*Source extract:*
#####
Bad Thermal Design And Burning Down The House

Control boards for 3D printers are a dime a dozen on the usual online marketplaces, and you usually get what you pay for. These boards can burn down your house thanks to a few terrible design choices. [Scott Rider] aka [Crow] took a look at the popular Melzi board, and what he found was horrifying. These boards overheat right at the connector for the heated bed, but the good news is these problems are easily fixed.

The Melzi board has a few problems with its PCB design. The first and most glaring issue is the use of thermals on the pads for the heated bed connector. In low-power applications, thermals — the method of not connecting the entire top or bottom layer to a hole or pad — are a great idea. It makes it easier to solder, because heat isn’t transmitted as easily to the entire copper layer. Unfortunately, this means heat isn’t transmitted as easily to the entire copper layer. In high-power applications, like a connection to a heated bed, these thermals can heat up enough to melt a plastic connector. Once that happens, it’s game over.

Other problems were found in the Melzi board, although you wouldn’t know it just by looking at the Eagle file of the PCB. [Scott]’s Chinesium Melzi board used 1-ounce copper, where 2-ounce copper would be more appropriate. The connector, too, should be rated above the design power loading.
#####
*Listed records:*
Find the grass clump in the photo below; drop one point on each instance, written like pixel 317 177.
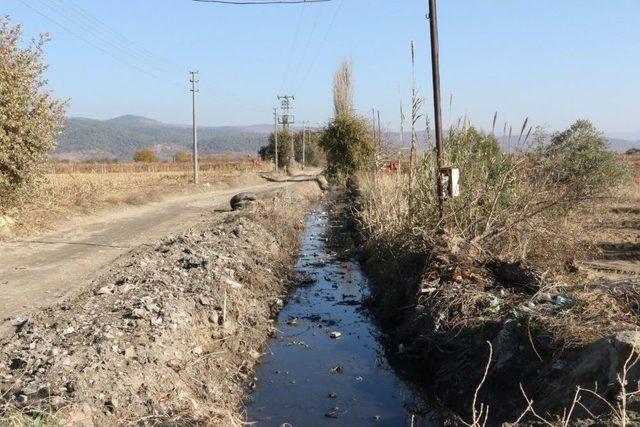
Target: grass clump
pixel 512 206
pixel 510 239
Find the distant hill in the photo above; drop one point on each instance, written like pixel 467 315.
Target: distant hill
pixel 120 137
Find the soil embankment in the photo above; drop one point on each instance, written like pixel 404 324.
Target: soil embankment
pixel 439 312
pixel 41 270
pixel 326 364
pixel 170 332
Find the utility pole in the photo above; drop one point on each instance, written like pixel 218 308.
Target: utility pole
pixel 435 69
pixel 194 81
pixel 379 136
pixel 285 105
pixel 287 119
pixel 304 134
pixel 275 133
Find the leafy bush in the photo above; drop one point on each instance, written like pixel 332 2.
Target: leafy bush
pixel 578 162
pixel 182 156
pixel 349 146
pixel 313 152
pixel 346 140
pixel 146 155
pixel 511 206
pixel 29 117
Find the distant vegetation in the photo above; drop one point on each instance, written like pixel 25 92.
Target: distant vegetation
pixel 347 138
pixel 30 116
pixel 146 155
pixel 121 137
pixel 313 152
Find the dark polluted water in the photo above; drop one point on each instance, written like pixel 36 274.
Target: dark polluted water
pixel 309 378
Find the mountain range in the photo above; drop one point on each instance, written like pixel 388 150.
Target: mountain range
pixel 121 137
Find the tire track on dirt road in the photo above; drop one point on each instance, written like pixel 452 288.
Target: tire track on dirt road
pixel 42 270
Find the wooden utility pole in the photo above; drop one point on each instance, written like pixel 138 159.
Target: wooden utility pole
pixel 275 133
pixel 435 71
pixel 194 81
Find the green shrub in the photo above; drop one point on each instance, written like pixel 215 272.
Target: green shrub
pixel 511 206
pixel 348 145
pixel 578 162
pixel 146 155
pixel 29 117
pixel 313 152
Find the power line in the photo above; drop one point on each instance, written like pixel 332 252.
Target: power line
pixel 89 42
pixel 262 2
pixel 90 29
pixel 305 48
pixel 291 49
pixel 324 41
pixel 115 35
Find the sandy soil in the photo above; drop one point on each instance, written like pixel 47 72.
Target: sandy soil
pixel 43 269
pixel 614 227
pixel 169 332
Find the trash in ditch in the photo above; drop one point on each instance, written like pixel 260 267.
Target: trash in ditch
pixel 335 412
pixel 563 300
pixel 494 304
pixel 337 369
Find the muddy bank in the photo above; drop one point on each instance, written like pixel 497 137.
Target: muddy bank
pixel 327 365
pixel 170 332
pixel 438 316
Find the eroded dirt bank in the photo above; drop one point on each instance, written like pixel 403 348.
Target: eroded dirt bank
pixel 170 332
pixel 438 314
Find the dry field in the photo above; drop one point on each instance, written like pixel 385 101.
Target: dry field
pixel 71 189
pixel 612 227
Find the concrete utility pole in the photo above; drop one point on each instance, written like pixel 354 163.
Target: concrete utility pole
pixel 287 119
pixel 304 134
pixel 285 105
pixel 275 133
pixel 194 81
pixel 435 68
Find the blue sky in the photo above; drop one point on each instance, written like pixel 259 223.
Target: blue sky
pixel 550 60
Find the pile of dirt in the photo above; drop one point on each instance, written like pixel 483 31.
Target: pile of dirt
pixel 171 332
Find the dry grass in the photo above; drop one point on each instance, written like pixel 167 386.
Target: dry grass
pixel 100 186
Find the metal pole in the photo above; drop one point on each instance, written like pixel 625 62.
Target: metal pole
pixel 195 129
pixel 275 133
pixel 435 69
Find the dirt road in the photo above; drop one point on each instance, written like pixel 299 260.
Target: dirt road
pixel 46 268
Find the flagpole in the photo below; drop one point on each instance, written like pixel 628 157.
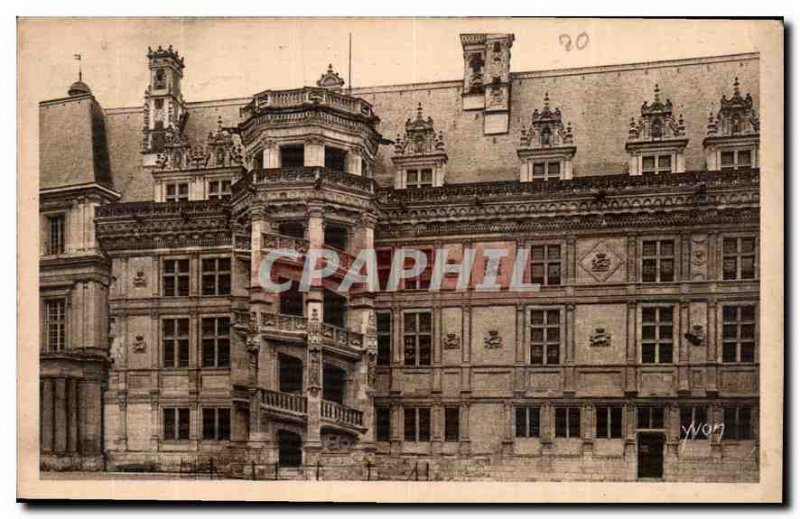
#####
Mark each statement as yes or no according to whether it agrees with the article on thermal design above, and quote the words of the article that decide it. (a) Thermals on pads are described as a great idea in low-power applications. (b) The Melzi board that was examined used 2-ounce copper. (c) The problems found are said to be hard to fix.

*Solution to the exercise:*
(a) Yes: "In low-power applications, thermals — the method of not connecting the entire top or bottom layer to a hole or pad — are a great idea."
(b) No: "used 1-ounce copper, where 2-ounce copper would be more appropriate"
(c) No: "the good news is these problems are easily fixed"